Stated problem: Pull out every line of the rows below and write each one out word for word. Leave the pictures out of your answer.

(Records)

+--

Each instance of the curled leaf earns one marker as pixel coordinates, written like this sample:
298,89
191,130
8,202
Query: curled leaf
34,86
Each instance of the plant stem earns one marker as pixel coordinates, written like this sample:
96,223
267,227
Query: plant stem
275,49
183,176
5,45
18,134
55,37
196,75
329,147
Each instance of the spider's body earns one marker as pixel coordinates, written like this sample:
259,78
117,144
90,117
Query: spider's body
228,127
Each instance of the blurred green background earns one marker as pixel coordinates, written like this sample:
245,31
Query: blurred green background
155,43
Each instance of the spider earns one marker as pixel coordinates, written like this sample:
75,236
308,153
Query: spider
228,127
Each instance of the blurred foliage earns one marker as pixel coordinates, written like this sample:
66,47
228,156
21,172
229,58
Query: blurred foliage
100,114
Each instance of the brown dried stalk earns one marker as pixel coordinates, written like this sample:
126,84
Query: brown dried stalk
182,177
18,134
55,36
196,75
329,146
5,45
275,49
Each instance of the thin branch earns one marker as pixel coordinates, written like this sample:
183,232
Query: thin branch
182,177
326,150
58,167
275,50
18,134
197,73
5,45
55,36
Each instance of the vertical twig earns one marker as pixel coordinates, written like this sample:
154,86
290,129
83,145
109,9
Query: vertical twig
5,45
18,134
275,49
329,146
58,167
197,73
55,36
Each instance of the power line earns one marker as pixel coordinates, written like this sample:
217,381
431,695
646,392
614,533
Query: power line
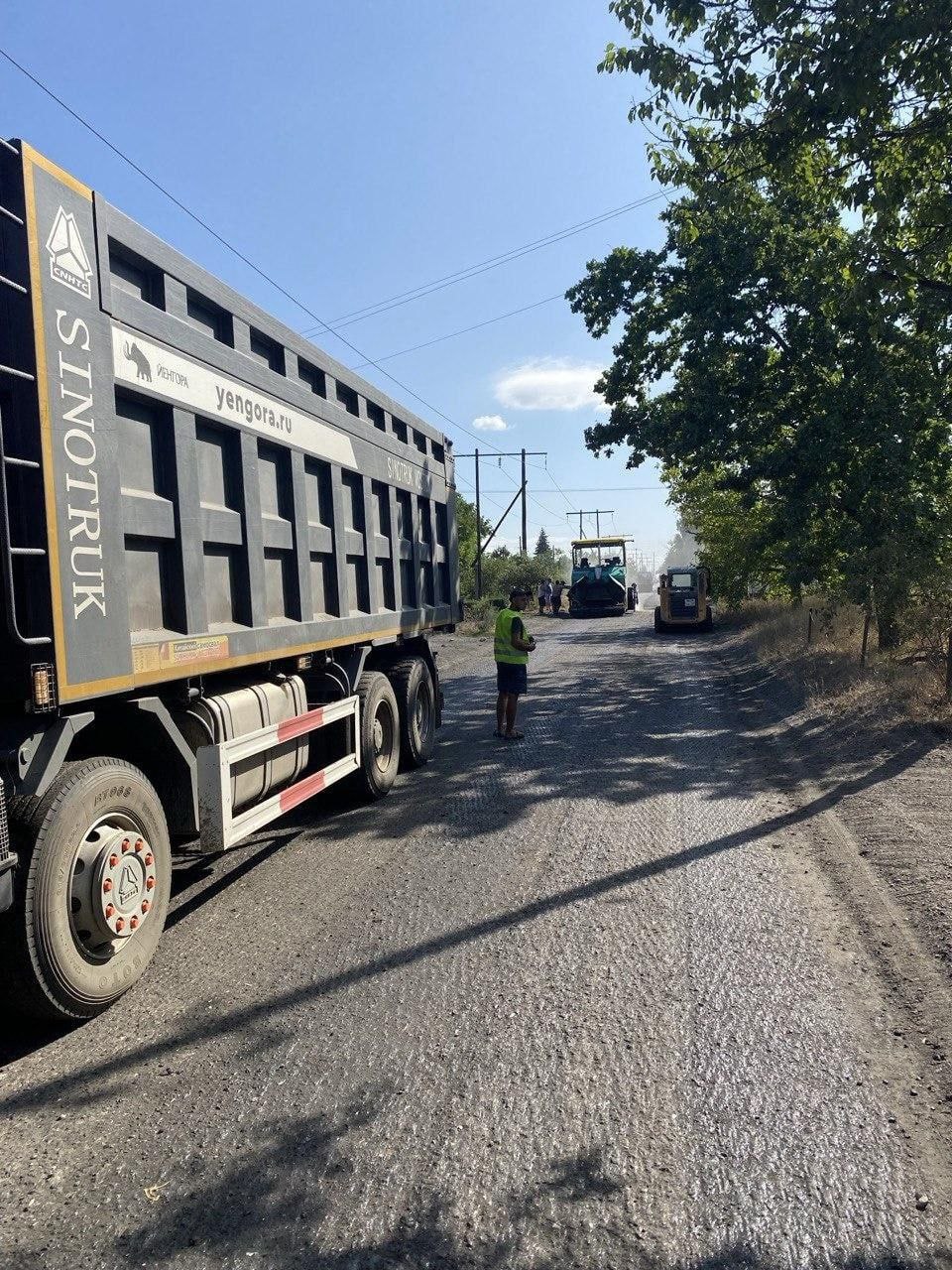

+--

Output:
Each instance of the curled leaf earns one marker as pixel coordinates, written like this sample:
298,89
191,130
8,202
Query: curled leaf
34,86
Each instance of the plant stem earns one marker as pixel coordinates, written like this sample:
96,223
267,227
Query: plant stem
275,49
183,176
5,45
18,134
55,37
196,75
329,147
Each instance of the spider's body earns one marker as pixel coordinates, written like this sample:
259,78
117,144
90,117
Query: spider's body
228,127
Each instance of the blurred green background earns one marker as pixel coordinates, written like this sample:
245,31
Query: blurred green background
155,43
Each instance of the spider earns one marker as pixel coordinates, written like this sample:
75,236
308,153
Query: spider
228,127
Each instance of the blurred foliage earns one marker as pixel coordinates, written like this sample:
66,47
228,156
21,172
229,58
Query: blurred foliage
100,114
Each instance of the brown dried stalk earns one marker as pixel coordinates, written like this sample:
126,84
Query: brown dried stalk
182,177
18,134
55,36
196,75
329,146
5,45
275,49
Each instance of the thin branch earns one marker as pixel coordinates, written like this sample:
183,232
Query: thin branch
182,177
326,150
58,167
275,50
18,134
197,73
5,45
55,36
Each instance of the vertical twig earns one marker as pixel coordinates, written like this sample:
154,86
290,129
83,145
109,9
Query: vertical twig
5,45
18,134
275,49
329,146
58,167
197,73
55,36
Each instance of the power line earns one marker as pixel coordinates, written like this sample:
217,381
431,695
646,392
614,533
Query: power line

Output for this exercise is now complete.